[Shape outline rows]
_ _ _ _

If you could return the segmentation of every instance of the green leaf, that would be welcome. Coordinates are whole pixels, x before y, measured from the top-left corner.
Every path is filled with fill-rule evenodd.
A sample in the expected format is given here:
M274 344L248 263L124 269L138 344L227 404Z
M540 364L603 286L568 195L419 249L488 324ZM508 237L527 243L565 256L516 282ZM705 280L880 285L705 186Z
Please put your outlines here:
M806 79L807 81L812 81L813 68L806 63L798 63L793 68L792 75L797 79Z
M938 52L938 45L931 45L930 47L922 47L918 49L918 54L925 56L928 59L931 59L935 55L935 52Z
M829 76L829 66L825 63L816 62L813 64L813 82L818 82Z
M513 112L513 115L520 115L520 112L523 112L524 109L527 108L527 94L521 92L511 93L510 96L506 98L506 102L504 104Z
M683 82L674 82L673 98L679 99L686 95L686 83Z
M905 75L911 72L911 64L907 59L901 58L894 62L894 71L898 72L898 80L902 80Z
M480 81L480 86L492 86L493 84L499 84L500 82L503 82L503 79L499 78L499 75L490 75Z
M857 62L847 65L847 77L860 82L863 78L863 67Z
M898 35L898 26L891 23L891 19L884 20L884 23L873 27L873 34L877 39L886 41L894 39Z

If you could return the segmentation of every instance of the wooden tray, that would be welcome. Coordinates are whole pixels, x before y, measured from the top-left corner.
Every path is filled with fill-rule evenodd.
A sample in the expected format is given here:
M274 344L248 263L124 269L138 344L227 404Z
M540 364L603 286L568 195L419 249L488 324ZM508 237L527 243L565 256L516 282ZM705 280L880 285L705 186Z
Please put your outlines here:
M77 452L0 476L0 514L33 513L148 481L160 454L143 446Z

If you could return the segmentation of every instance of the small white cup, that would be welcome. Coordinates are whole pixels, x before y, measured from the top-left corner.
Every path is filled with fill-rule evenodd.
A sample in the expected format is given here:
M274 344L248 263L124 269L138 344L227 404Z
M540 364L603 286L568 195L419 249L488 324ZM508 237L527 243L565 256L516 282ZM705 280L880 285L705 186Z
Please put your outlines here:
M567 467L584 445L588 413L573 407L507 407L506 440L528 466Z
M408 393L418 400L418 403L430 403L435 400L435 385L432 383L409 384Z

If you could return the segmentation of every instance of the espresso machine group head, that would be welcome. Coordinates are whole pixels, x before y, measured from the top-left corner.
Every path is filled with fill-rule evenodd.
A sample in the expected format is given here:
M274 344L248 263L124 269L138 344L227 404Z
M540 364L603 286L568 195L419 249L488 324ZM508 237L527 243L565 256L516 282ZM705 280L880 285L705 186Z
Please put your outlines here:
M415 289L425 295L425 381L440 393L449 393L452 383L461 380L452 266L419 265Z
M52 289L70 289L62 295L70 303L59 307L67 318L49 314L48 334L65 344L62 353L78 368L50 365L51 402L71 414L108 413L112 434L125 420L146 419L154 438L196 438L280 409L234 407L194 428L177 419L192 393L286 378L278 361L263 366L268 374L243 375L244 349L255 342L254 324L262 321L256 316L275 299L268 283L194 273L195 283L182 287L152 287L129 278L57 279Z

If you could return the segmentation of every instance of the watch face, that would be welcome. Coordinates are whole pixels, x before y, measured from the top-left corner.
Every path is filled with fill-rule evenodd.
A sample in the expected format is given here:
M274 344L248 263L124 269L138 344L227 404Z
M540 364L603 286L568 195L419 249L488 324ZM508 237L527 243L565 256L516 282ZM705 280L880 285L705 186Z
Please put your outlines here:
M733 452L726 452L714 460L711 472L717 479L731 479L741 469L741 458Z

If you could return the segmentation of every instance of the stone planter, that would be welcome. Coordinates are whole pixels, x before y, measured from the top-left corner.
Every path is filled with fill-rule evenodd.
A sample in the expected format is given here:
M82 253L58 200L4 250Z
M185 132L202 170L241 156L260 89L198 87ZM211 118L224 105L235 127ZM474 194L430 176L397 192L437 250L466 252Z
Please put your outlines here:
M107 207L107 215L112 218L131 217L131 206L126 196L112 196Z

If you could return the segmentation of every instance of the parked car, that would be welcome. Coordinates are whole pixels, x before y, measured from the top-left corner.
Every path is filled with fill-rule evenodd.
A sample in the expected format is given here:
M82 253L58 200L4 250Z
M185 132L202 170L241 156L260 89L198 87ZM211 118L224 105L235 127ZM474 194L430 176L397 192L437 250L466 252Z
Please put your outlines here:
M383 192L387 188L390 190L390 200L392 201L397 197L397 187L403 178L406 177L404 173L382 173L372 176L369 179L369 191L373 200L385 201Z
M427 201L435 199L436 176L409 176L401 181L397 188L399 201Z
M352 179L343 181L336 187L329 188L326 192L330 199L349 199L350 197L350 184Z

_ _ _ _

### Exercise directions
Update the rows from the line with "of the small" up to and including the line with "M733 452L726 452L714" by replacing each "welcome" with "appreciated", and leave everything else unchanged. Return only those lines.

### Full answer
If you could return the segmentation of every instance of the small white cup, that would be appreciated. Coordinates are whole pixels, x before y, measured from the top-left corner.
Every path is filled with fill-rule evenodd.
A sample in the expected format is given here:
M274 344L248 263L124 269L138 344L227 404Z
M540 364L603 286L568 195L419 249L488 324ZM508 237L527 243L565 256L516 282ZM705 280L880 285L705 186Z
Please put your outlines here:
M567 467L584 445L588 413L573 407L507 407L506 440L528 466Z
M408 393L418 400L418 403L430 403L435 400L435 385L432 383L409 384Z

If you could return the segmentation of every instance of the espresso machine group head, that would be appreciated. Coordinates are whole pixels, x before y, measured from the top-left corner.
Every path is filled with fill-rule evenodd.
A sample in the expected format is given here:
M274 344L248 263L124 269L138 344L227 404Z
M540 364L603 286L568 195L419 249L488 324ZM508 237L527 243L565 256L516 282ZM705 280L880 285L705 186Z
Please put your outlines here:
M415 289L425 295L425 381L440 393L449 393L452 383L461 380L452 266L419 265Z
M52 289L70 289L62 295L70 303L59 307L67 318L49 314L48 334L65 344L62 353L78 368L50 365L51 402L71 414L108 413L112 434L125 420L146 419L154 438L196 438L280 409L234 407L194 428L177 419L192 393L286 378L278 361L263 366L268 374L243 375L244 349L255 342L254 324L262 321L256 316L275 299L268 283L194 273L195 283L182 287L152 287L129 278L57 279Z

If you could return the segmentation of every instance of the watch face, that would be appreciated. Coordinates are whole pixels, x before y, measured from the top-left corner.
Every path is filled with fill-rule evenodd.
A sample in the expected format is given here:
M274 344L248 263L124 269L138 344L227 404Z
M540 364L603 286L568 195L419 249L488 324ZM508 237L527 243L565 256L516 282ZM705 280L880 285L705 186Z
Please put your outlines here:
M733 452L726 452L714 460L711 472L717 479L731 479L741 469L741 458Z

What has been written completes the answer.